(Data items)
···

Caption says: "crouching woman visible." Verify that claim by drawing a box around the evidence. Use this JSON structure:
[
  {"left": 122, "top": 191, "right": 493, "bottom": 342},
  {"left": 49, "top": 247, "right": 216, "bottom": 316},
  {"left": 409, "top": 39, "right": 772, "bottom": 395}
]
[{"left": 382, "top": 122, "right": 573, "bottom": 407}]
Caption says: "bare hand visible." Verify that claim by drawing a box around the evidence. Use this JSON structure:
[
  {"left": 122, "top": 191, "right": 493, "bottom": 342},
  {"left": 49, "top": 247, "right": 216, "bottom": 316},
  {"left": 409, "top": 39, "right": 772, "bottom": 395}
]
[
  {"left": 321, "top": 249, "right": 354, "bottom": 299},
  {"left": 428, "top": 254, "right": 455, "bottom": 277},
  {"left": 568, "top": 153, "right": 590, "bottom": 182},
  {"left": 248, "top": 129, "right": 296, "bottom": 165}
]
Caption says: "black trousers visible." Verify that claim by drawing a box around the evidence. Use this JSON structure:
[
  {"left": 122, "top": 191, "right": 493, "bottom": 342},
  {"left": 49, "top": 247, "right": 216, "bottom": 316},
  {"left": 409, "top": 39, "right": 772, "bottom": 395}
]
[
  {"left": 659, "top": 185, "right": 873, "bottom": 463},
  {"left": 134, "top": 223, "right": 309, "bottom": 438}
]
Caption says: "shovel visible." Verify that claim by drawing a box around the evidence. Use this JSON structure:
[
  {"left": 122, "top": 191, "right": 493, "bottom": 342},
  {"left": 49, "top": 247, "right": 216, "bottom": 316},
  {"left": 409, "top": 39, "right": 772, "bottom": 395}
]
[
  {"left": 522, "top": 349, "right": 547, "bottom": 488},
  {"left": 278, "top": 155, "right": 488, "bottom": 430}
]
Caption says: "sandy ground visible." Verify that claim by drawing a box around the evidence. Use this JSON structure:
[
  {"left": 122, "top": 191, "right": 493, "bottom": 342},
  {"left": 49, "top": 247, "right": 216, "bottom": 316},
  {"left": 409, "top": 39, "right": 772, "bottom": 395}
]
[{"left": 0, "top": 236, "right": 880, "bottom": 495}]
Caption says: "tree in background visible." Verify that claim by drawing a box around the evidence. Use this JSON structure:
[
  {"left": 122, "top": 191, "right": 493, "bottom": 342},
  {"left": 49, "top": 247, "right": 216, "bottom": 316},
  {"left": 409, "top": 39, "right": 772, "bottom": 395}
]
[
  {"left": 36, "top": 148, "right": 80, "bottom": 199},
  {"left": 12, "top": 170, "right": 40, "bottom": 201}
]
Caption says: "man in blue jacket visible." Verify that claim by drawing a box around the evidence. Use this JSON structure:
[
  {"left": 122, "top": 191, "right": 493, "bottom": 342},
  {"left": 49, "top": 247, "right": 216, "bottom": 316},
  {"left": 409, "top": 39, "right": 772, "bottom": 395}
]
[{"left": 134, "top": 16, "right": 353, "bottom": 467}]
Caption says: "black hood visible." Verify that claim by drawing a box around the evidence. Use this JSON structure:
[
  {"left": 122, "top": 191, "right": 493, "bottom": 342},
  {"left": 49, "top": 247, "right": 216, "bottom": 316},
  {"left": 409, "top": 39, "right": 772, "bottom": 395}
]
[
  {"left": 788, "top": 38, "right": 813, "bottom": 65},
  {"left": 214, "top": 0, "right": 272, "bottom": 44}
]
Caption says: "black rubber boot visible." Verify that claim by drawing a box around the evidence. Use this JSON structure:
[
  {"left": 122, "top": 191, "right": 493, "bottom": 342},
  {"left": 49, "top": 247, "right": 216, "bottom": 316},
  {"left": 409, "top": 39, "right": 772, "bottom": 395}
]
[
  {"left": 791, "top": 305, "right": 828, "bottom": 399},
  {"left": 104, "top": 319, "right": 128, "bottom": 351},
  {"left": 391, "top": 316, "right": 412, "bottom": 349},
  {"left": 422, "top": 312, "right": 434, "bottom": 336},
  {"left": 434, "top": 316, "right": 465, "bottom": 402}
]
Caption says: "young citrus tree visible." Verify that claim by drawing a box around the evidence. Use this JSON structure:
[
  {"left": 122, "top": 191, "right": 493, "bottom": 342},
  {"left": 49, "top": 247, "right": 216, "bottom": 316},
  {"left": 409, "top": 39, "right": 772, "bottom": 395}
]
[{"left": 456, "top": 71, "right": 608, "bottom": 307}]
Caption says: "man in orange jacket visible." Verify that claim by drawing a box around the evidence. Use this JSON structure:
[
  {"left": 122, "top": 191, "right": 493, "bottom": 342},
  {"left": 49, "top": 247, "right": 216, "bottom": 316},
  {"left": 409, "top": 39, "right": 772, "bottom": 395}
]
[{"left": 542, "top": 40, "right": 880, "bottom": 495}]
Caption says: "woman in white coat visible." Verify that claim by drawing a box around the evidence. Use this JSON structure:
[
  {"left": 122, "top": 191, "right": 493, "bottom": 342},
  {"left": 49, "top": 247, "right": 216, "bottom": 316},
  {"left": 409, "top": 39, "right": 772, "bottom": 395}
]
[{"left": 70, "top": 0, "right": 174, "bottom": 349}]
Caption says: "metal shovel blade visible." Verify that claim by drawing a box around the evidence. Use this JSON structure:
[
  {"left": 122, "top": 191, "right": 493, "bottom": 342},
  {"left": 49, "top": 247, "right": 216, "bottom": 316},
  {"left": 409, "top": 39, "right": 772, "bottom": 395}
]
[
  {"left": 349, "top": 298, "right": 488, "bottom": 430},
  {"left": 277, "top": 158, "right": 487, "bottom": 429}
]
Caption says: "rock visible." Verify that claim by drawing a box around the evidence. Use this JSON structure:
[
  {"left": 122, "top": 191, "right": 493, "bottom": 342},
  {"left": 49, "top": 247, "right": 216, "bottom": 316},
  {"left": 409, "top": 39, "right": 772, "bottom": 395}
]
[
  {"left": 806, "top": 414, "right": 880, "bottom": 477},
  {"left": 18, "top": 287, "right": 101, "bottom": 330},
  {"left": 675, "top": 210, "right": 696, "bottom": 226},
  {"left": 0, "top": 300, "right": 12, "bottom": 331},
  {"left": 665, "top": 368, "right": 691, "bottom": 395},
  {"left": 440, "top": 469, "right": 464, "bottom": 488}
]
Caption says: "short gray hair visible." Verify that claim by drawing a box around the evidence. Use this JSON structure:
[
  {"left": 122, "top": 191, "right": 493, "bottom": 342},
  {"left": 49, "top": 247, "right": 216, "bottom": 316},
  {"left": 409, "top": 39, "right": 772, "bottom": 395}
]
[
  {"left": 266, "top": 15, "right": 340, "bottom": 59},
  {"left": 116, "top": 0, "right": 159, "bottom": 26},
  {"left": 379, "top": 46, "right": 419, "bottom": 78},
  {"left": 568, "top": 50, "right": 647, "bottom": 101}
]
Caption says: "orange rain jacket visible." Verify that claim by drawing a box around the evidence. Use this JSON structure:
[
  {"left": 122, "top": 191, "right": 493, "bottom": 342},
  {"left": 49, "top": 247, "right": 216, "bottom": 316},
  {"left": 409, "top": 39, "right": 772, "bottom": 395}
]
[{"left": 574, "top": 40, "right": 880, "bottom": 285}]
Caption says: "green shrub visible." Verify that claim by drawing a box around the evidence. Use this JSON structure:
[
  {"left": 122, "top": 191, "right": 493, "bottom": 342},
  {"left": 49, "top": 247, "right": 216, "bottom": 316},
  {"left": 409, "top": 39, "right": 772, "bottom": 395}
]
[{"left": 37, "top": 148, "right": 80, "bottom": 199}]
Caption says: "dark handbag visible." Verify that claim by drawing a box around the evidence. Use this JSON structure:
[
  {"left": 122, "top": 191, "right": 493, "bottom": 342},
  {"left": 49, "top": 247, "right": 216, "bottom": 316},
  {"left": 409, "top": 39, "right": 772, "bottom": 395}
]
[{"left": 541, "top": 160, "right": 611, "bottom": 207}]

···

### Written exercise
Which lines in the rows above contain the word "tree"? Copy out each of those lines.

### Expected answer
Caption says: "tree in background visible." Verify that claim by drawing a box around the evidence. Use this JSON structure:
Caption says: "young citrus tree visible." Verify that claim by drawing a box around the evidence. Use this JSON structure:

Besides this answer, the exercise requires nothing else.